:: Work request ::
Give the data below again exactly as written, without its pictures.

:: Data ::

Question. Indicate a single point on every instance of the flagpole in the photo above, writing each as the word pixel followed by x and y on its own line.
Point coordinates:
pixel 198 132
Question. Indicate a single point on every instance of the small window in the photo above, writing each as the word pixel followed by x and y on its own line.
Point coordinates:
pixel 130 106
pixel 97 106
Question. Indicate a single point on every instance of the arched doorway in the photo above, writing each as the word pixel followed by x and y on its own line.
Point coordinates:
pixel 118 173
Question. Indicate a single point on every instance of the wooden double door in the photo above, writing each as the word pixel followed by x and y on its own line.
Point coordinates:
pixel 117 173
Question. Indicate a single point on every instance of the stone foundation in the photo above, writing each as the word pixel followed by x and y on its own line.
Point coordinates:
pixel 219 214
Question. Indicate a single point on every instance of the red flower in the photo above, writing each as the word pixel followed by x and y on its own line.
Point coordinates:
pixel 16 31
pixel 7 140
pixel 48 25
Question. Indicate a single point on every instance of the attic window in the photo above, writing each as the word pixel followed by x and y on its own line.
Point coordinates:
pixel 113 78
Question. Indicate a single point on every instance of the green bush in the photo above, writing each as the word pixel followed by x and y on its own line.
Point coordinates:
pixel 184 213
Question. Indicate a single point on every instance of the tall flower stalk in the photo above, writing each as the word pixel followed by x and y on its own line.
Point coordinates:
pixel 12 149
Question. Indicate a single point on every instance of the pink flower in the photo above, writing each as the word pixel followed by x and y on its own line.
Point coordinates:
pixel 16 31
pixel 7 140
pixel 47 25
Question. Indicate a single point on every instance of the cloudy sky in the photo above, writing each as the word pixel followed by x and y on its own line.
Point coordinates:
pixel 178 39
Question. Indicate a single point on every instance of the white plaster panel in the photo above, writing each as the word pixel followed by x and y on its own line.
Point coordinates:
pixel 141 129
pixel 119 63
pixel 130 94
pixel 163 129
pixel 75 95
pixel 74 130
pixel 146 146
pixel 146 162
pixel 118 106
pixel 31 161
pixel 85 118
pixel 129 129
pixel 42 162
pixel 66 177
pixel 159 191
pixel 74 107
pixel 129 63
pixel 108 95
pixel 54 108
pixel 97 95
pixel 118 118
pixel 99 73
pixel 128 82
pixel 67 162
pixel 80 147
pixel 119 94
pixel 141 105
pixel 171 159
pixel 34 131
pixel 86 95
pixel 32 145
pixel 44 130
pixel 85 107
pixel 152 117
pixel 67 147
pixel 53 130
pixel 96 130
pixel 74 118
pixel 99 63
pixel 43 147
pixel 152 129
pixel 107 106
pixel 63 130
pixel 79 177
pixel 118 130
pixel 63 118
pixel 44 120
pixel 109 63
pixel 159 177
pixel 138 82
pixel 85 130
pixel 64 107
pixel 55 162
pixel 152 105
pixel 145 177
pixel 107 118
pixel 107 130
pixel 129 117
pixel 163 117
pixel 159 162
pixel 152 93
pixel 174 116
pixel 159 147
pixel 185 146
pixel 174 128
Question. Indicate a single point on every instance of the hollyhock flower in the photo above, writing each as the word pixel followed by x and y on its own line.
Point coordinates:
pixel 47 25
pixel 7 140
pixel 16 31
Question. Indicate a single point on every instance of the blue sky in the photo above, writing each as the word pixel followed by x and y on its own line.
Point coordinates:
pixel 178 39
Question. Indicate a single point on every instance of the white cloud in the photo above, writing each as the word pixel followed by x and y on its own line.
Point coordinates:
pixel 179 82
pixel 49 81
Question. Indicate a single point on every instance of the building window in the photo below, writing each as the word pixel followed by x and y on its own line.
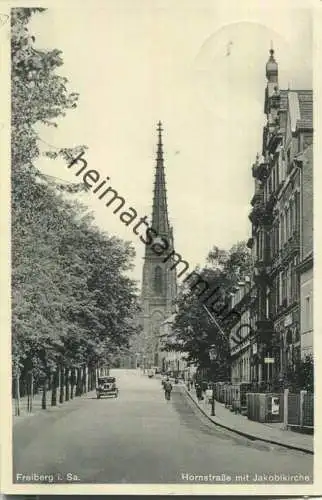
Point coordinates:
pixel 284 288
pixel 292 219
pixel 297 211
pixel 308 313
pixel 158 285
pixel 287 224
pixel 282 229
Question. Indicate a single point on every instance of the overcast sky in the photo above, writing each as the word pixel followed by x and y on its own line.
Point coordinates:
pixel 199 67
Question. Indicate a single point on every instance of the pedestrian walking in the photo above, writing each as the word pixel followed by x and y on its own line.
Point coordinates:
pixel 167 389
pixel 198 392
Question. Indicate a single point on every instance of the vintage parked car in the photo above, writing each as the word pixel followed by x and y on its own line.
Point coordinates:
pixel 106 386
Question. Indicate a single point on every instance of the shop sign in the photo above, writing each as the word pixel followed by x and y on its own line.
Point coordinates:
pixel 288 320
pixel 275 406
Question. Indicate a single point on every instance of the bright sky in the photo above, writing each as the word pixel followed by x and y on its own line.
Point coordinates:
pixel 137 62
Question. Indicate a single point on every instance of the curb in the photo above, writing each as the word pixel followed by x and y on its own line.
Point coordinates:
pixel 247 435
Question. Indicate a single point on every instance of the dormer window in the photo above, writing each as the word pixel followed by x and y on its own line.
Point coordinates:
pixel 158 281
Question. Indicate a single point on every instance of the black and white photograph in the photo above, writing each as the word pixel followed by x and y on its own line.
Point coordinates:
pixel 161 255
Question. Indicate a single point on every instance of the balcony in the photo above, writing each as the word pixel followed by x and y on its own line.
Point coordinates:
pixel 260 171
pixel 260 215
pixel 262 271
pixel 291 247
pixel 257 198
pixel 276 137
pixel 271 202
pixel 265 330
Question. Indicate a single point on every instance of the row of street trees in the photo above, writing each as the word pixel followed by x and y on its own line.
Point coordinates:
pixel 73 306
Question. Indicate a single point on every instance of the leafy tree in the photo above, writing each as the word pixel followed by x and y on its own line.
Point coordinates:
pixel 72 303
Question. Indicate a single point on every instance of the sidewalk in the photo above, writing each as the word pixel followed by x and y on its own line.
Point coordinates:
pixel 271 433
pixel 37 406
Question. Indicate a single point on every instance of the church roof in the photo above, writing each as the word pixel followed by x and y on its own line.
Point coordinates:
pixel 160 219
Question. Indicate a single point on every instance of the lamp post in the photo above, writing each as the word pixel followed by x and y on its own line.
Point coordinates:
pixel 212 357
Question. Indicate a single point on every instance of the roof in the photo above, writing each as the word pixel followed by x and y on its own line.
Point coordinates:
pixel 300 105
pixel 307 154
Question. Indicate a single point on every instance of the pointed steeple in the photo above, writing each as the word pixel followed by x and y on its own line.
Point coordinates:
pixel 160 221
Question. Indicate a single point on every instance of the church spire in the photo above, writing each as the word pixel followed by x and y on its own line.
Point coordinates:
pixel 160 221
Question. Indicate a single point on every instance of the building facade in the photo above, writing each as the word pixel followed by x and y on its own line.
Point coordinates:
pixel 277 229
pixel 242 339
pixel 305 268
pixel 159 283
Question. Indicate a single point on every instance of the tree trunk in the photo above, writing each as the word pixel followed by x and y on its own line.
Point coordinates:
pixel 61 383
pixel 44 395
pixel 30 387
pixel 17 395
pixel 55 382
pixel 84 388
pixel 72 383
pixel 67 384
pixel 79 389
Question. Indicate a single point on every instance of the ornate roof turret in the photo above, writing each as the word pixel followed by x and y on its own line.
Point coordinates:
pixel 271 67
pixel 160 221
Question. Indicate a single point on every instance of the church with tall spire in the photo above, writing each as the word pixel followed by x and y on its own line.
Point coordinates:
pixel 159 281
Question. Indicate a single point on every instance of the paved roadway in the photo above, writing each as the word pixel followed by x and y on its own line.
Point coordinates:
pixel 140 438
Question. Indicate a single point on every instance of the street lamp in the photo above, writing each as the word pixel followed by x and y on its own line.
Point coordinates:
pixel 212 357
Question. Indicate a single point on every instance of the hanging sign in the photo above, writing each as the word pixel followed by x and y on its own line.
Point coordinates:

:: Output of the task ::
Question. Indicate a single point on every instance of the flagpole in the photo above, writing each as the word pixel followed by x and y on its own line.
Point coordinates:
pixel 198 132
Question. Indicate a single point on every instance of the small window in the photo above, writing each as the word pixel followed by x and y on its own line.
Point coordinates:
pixel 130 106
pixel 97 106
Question. Indicate a single point on every instance of the arched doorway in the photo above, writing each as the word pixel followed by x and y on its own line.
Point coordinates:
pixel 118 173
Question. Indicate a single point on every instance of the wooden double door in the photo above, writing each as the word pixel followed by x and y on its own line.
Point coordinates:
pixel 117 173
Question. Indicate a single point on every instance of the stone foundation in the photo above, writing each as the word pixel followed by x and y on its own line.
Point coordinates:
pixel 219 214
Question. Indicate a single point on every instance of the red flower in the photo above, writing each as the word pixel followed by x and y on its own line.
Point coordinates:
pixel 16 31
pixel 7 140
pixel 48 25
Question. Indicate a single point on every instance of the attic window in the photo above, writing each as the word pixel followed by x and y on its own line.
Point coordinates:
pixel 113 78
Question. Indicate a single point on every instance of the green bush in the photo above, writing each as the word pixel followed by x and y on its own line.
Point coordinates:
pixel 184 213
Question. Indicate a single point on every instance of the tall flower stalk in the photo above, writing each as the word pixel followed by x and y on its own line.
Point coordinates:
pixel 12 149
Question. Indicate a single point on every instance of the pink flower in the photo above, writing each as the word pixel followed by x and y on its own line.
Point coordinates:
pixel 16 31
pixel 7 140
pixel 47 25
Question. Indicate a single point on every instance of the cloudy sky in the photo above, writing each as the word pixel followed by x and y on its own line.
Point coordinates:
pixel 178 39
Question. Indicate a single point on every instance of the white plaster panel in the photo above, writing each as the word pixel followed by x and y on its own line.
Point coordinates:
pixel 141 129
pixel 119 63
pixel 130 94
pixel 163 129
pixel 75 95
pixel 74 130
pixel 146 146
pixel 146 162
pixel 118 106
pixel 31 161
pixel 85 118
pixel 129 129
pixel 42 162
pixel 66 177
pixel 159 191
pixel 74 107
pixel 129 63
pixel 108 95
pixel 54 108
pixel 97 95
pixel 118 118
pixel 99 73
pixel 128 82
pixel 67 162
pixel 80 147
pixel 119 94
pixel 141 105
pixel 171 159
pixel 34 131
pixel 86 95
pixel 32 145
pixel 44 130
pixel 85 107
pixel 152 117
pixel 67 147
pixel 53 130
pixel 96 130
pixel 74 118
pixel 99 63
pixel 43 147
pixel 152 129
pixel 107 106
pixel 63 130
pixel 79 177
pixel 118 130
pixel 63 118
pixel 44 120
pixel 109 63
pixel 159 177
pixel 138 82
pixel 85 130
pixel 64 107
pixel 55 162
pixel 152 105
pixel 145 177
pixel 107 118
pixel 107 130
pixel 129 117
pixel 163 117
pixel 159 162
pixel 152 93
pixel 174 116
pixel 159 147
pixel 185 146
pixel 174 128
Question. Indicate a single point on every instance of the hollyhock flower in the photo above, writing each as the word pixel followed by x and y on its own line.
Point coordinates:
pixel 47 25
pixel 7 140
pixel 16 31
Question. Indicate a single point on every instance of the blue sky in the photo above, writing each as the word pixel followed by x and y on its own line.
Point coordinates:
pixel 178 39
Question. Indicate a single point on every instance of the white cloud in the photo above, writing each as the word pixel followed by x and y on its own line.
Point coordinates:
pixel 179 82
pixel 49 81
Question. Indicate a single point on every instance of the building window in the photo below, writing each as the word pixel followed by x and y on its own line.
Point coordinates:
pixel 284 288
pixel 292 219
pixel 297 211
pixel 308 313
pixel 158 285
pixel 287 224
pixel 282 229
Question. Indicate a single point on every instance of the overcast sky in the photo above, writing each as the word pixel followed by x and y on its own line.
Point coordinates:
pixel 199 67
Question. Indicate a single point on every instance of the pedestrian walking in the photo above, writing each as the word pixel followed by x and y on its own line.
Point coordinates:
pixel 167 389
pixel 198 392
Question. Indicate a single point on every instance of the vintage parked car in the photo above, writing each as the word pixel followed by x and y on its own line.
Point coordinates:
pixel 106 386
Question. Indicate a single point on every instance of the shop sign in the photo above, writing each as the word pixel followed by x and y on its own line.
Point coordinates:
pixel 288 320
pixel 275 406
Question. Indicate a single point on every instance of the bright sky in the photo above, writing each as the word pixel followed by x and y on its own line.
Point coordinates:
pixel 137 62
Question. Indicate a single point on every instance of the curb in the photo above, writing each as the word pixel followed by x and y on its own line.
Point coordinates:
pixel 247 435
Question. Indicate a single point on every instance of the dormer window in the photo above, writing each as the word pixel followed by x and y on its own line.
Point coordinates:
pixel 158 281
Question. Indicate a single point on every instance of the black and white photograph in the photo above, writing each as the word pixel followed by x and y on its own line.
Point coordinates:
pixel 161 255
Question. Indicate a single point on every instance of the balcony in the photo above, writing each as the word pixel followed by x and y on its own line.
Point coordinates:
pixel 260 171
pixel 260 215
pixel 262 271
pixel 291 247
pixel 257 198
pixel 276 137
pixel 271 202
pixel 265 330
Question. Indicate a single point on every instance of the row of street trees in the photo above, writing each as the word pixel followed by x and y on its own line.
Point coordinates:
pixel 73 306
Question. Indicate a single point on every instance of the leafy tree in the photo above, writing each as the word pixel followed by x and y on its own line.
Point coordinates:
pixel 72 303
Question. Indicate a single point on every instance of the sidewalk in the photo above, writing each as the word pixel followed by x and y on its own line.
Point coordinates:
pixel 271 433
pixel 37 406
Question. Indicate a single point on every instance of the church roof in the photo above, writing each as the word pixel followed by x and y on its own line.
Point coordinates:
pixel 160 219
Question. Indicate a single point on every instance of the lamp post in the photo above, writing each as the word pixel followed by x and y on its own line.
Point coordinates:
pixel 212 357
Question. Indicate a single point on every instance of the roof in the photo above, writing each as the word pixel followed by x and y on its own line.
Point coordinates:
pixel 300 105
pixel 307 154
Question. Indicate a single point on every instance of the pointed steeple in the photo above, writing each as the word pixel followed by x and y on its own line.
Point coordinates:
pixel 160 221
Question. Indicate a single point on every instance of the church spire in the photo above, writing each as the word pixel followed by x and y on its own line.
Point coordinates:
pixel 160 221
Question. Indicate a single point on every instance of the building facade in the photo above, writing each as the word pixel followed by x and y on its own line.
Point coordinates:
pixel 277 229
pixel 242 339
pixel 305 268
pixel 159 283
Question. Indicate a single point on every instance of the tree trunk in the photo above, writing each as the word pixel followed by x and y on its own line.
Point coordinates:
pixel 61 383
pixel 44 395
pixel 30 387
pixel 17 395
pixel 55 382
pixel 84 388
pixel 72 383
pixel 67 384
pixel 79 389
Question. Indicate a single point on every instance of the ornate roof turret in the photo above, writing each as the word pixel followed by x and y on its own line.
Point coordinates:
pixel 271 67
pixel 160 221
Question. Indicate a single point on every instance of the church with tall spire in the photo above, writing each as the word pixel followed by x and y on its own line.
Point coordinates:
pixel 159 281
Question. Indicate a single point on every instance of the paved roadway in the photo above, writing each as the word pixel followed by x and y on its own line.
Point coordinates:
pixel 140 438
Question. Indicate a single point on every instance of the street lamp in the photo above, writing each as the word pixel followed by x and y on its own line.
Point coordinates:
pixel 212 357
Question. Indicate a single point on every instance of the hanging sign in the photo above, writing each as the word pixel followed by x and y on its own line.
Point coordinates:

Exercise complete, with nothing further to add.